Start of EXERCISE DATA

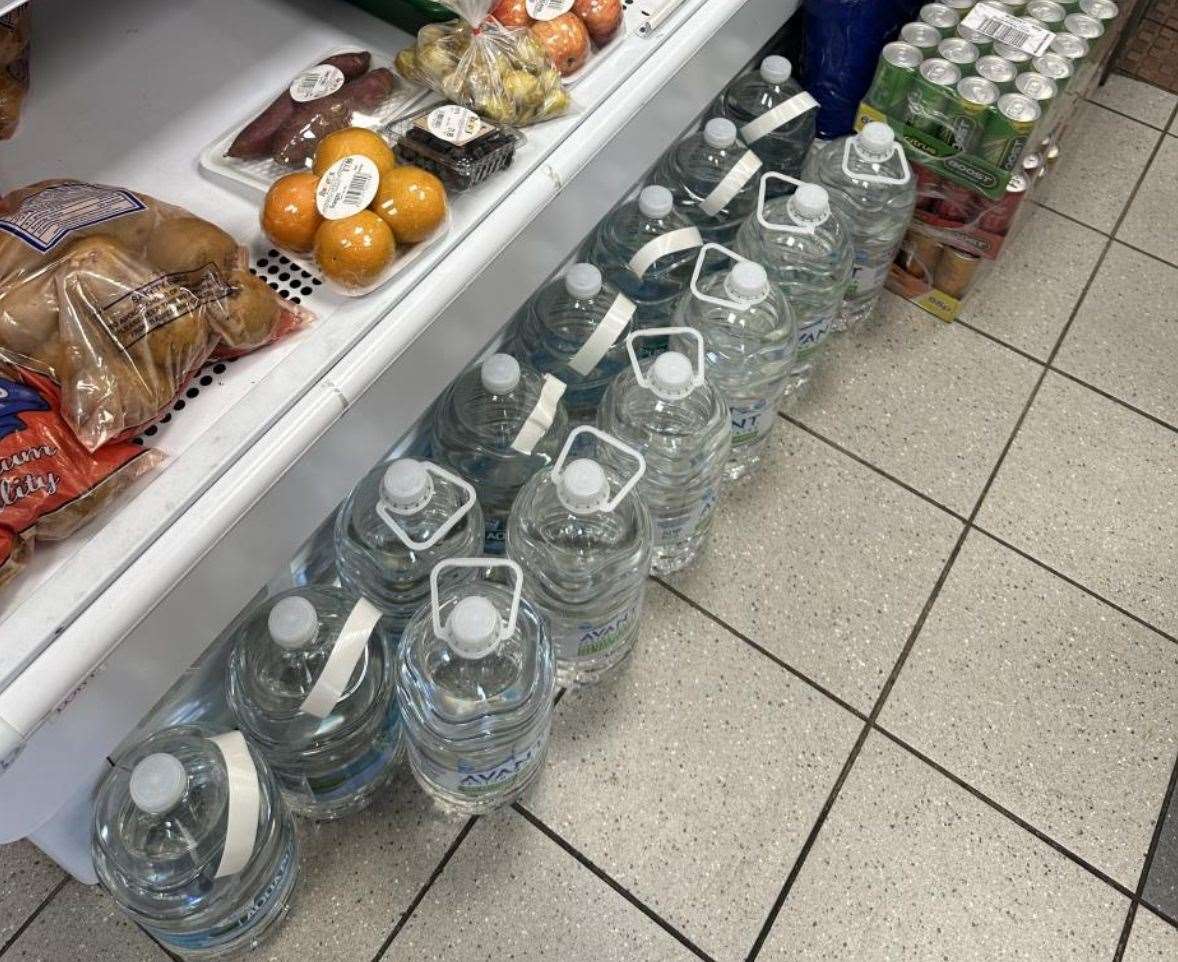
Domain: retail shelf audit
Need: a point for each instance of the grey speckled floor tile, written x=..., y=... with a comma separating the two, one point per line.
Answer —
x=1091, y=489
x=1142, y=101
x=824, y=563
x=1151, y=940
x=358, y=875
x=931, y=403
x=1046, y=701
x=1021, y=303
x=83, y=924
x=1150, y=223
x=1124, y=339
x=1102, y=157
x=26, y=877
x=911, y=867
x=510, y=893
x=1162, y=886
x=694, y=777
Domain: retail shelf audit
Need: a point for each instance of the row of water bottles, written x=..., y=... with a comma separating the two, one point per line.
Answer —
x=590, y=452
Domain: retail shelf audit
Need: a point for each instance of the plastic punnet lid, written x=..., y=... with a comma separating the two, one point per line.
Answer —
x=720, y=132
x=474, y=627
x=157, y=783
x=293, y=623
x=583, y=486
x=406, y=486
x=582, y=280
x=500, y=373
x=655, y=201
x=776, y=70
x=748, y=282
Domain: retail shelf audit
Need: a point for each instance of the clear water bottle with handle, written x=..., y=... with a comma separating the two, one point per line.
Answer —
x=806, y=247
x=397, y=523
x=750, y=343
x=773, y=114
x=496, y=425
x=574, y=329
x=476, y=679
x=712, y=176
x=872, y=185
x=670, y=411
x=582, y=537
x=311, y=682
x=192, y=838
x=646, y=249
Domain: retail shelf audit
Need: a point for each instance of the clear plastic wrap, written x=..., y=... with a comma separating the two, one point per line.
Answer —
x=502, y=73
x=120, y=298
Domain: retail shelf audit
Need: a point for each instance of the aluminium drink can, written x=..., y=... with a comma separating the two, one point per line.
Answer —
x=1008, y=130
x=894, y=75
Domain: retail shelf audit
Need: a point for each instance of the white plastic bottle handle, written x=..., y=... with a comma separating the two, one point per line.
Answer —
x=733, y=305
x=584, y=429
x=508, y=630
x=899, y=181
x=244, y=803
x=793, y=229
x=345, y=654
x=649, y=332
x=390, y=519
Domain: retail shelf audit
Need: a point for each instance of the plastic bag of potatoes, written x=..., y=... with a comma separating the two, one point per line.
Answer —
x=502, y=73
x=120, y=299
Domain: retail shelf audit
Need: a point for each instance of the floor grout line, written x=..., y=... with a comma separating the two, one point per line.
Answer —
x=586, y=862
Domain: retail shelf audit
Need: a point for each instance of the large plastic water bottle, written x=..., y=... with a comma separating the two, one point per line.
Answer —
x=646, y=249
x=750, y=342
x=311, y=683
x=806, y=246
x=712, y=176
x=871, y=183
x=496, y=425
x=396, y=524
x=476, y=681
x=669, y=411
x=773, y=114
x=582, y=536
x=574, y=327
x=193, y=841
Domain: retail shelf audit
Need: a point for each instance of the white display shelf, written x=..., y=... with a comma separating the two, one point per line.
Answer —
x=127, y=92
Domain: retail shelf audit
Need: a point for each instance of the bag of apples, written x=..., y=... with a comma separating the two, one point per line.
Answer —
x=503, y=73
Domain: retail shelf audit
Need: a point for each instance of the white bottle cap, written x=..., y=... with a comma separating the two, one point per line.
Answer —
x=474, y=627
x=747, y=282
x=655, y=201
x=500, y=373
x=583, y=486
x=775, y=70
x=406, y=486
x=811, y=201
x=672, y=376
x=582, y=280
x=158, y=783
x=293, y=623
x=719, y=132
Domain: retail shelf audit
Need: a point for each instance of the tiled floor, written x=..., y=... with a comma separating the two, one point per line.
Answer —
x=920, y=700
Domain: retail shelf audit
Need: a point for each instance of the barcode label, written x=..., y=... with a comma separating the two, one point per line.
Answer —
x=1003, y=28
x=346, y=187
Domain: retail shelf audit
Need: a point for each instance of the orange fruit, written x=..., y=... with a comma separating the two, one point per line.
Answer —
x=339, y=144
x=353, y=251
x=289, y=216
x=411, y=201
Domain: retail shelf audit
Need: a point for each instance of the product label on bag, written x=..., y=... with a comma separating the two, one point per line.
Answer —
x=316, y=83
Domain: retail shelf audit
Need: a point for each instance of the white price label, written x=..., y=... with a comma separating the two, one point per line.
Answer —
x=1006, y=28
x=547, y=10
x=316, y=83
x=348, y=187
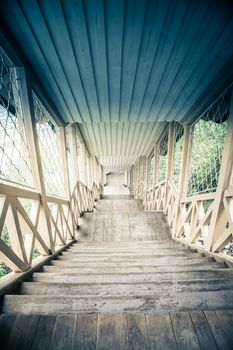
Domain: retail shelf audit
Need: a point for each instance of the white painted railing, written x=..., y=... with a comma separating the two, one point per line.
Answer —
x=47, y=226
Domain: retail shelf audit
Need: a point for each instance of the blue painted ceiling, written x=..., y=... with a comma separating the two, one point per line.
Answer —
x=116, y=62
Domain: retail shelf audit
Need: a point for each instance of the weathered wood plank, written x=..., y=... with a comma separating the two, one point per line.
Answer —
x=44, y=332
x=6, y=324
x=85, y=336
x=217, y=331
x=112, y=332
x=22, y=332
x=203, y=331
x=63, y=332
x=184, y=332
x=226, y=320
x=137, y=332
x=160, y=332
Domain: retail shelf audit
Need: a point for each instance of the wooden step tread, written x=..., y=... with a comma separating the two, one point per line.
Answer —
x=125, y=278
x=130, y=269
x=99, y=331
x=184, y=301
x=124, y=289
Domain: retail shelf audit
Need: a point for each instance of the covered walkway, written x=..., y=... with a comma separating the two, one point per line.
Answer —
x=116, y=174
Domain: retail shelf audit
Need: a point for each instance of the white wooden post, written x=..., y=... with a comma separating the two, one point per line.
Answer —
x=217, y=219
x=170, y=152
x=182, y=187
x=33, y=145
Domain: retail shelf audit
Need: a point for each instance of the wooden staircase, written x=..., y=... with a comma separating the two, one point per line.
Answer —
x=126, y=272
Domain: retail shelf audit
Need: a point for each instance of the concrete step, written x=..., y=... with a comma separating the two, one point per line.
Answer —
x=118, y=205
x=146, y=251
x=85, y=270
x=41, y=304
x=127, y=245
x=126, y=255
x=138, y=289
x=156, y=277
x=117, y=197
x=142, y=261
x=169, y=259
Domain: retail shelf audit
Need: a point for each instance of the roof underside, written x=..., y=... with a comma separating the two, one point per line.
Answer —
x=120, y=68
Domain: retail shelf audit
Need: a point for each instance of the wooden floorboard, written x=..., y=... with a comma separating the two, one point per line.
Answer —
x=173, y=331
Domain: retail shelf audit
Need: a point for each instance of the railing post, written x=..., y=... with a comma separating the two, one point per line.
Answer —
x=33, y=145
x=62, y=139
x=170, y=153
x=217, y=219
x=185, y=161
x=156, y=164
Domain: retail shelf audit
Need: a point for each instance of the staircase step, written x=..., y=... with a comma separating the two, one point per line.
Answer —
x=184, y=301
x=118, y=205
x=126, y=255
x=142, y=251
x=109, y=261
x=83, y=270
x=139, y=289
x=153, y=259
x=134, y=278
x=124, y=245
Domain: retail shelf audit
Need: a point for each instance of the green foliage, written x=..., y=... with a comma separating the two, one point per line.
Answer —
x=206, y=156
x=4, y=270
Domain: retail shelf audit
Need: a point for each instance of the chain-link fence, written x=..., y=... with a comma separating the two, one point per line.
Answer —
x=207, y=146
x=179, y=137
x=50, y=150
x=15, y=163
x=151, y=171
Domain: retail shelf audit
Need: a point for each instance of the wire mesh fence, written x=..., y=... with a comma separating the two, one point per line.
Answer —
x=207, y=146
x=15, y=163
x=162, y=152
x=179, y=136
x=50, y=150
x=152, y=170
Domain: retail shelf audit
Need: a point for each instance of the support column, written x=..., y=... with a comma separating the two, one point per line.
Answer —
x=33, y=145
x=185, y=161
x=217, y=222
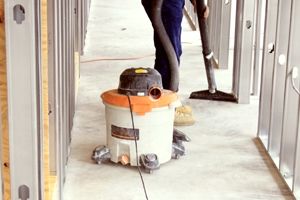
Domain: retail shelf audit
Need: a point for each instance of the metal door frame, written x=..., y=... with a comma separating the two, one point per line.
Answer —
x=279, y=112
x=1, y=153
x=23, y=42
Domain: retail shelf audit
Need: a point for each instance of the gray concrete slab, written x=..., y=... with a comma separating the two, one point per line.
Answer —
x=223, y=161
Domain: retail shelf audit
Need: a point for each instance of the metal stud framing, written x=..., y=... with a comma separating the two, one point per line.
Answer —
x=1, y=177
x=24, y=98
x=243, y=49
x=280, y=103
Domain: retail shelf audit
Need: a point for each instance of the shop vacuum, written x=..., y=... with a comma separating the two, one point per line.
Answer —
x=140, y=116
x=140, y=113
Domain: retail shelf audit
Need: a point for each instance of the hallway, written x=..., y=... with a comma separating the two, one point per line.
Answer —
x=224, y=159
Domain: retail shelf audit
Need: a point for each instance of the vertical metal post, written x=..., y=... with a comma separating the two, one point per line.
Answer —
x=243, y=50
x=279, y=76
x=260, y=15
x=267, y=71
x=290, y=129
x=225, y=33
x=24, y=98
x=1, y=176
x=51, y=86
x=58, y=41
x=279, y=120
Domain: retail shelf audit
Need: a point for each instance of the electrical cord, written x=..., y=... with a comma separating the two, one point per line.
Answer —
x=136, y=147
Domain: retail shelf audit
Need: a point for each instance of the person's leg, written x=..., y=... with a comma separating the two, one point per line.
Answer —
x=172, y=14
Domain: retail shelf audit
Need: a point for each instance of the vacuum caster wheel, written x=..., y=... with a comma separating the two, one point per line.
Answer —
x=177, y=156
x=149, y=171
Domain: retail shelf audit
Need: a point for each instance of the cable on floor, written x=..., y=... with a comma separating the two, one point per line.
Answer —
x=136, y=147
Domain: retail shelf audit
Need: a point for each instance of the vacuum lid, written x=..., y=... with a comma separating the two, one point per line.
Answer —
x=140, y=82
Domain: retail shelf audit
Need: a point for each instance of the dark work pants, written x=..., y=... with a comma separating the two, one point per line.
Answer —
x=172, y=13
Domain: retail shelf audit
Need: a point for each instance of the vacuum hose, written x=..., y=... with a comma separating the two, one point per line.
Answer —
x=167, y=44
x=207, y=53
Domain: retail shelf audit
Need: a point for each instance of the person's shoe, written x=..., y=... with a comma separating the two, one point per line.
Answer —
x=183, y=116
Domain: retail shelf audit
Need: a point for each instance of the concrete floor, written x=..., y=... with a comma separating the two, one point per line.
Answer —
x=224, y=159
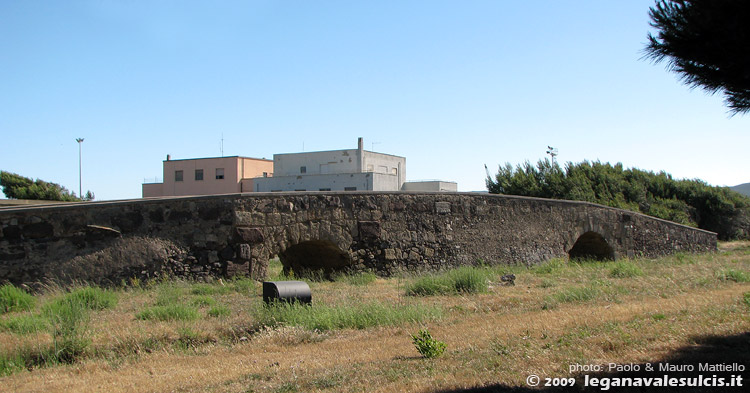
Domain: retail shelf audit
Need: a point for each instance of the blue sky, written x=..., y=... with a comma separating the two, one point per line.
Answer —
x=450, y=85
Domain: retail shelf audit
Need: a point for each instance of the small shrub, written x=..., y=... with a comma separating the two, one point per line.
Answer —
x=733, y=275
x=219, y=311
x=426, y=345
x=14, y=299
x=174, y=312
x=625, y=270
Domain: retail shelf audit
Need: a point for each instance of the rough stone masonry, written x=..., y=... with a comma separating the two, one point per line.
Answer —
x=226, y=235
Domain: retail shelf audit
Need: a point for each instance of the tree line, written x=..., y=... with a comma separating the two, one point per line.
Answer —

End of EXERCISE DATA

Every line between the start of the listing and the line containing "Need: a point for each instance of the grey", both ends counted, needs to be printed exactly, minus the pictures.

Domain: retail shelf audit
Need: a point for each instance of the grey speckled floor tile, written x=..., y=... with a comma separating the two, one point per line.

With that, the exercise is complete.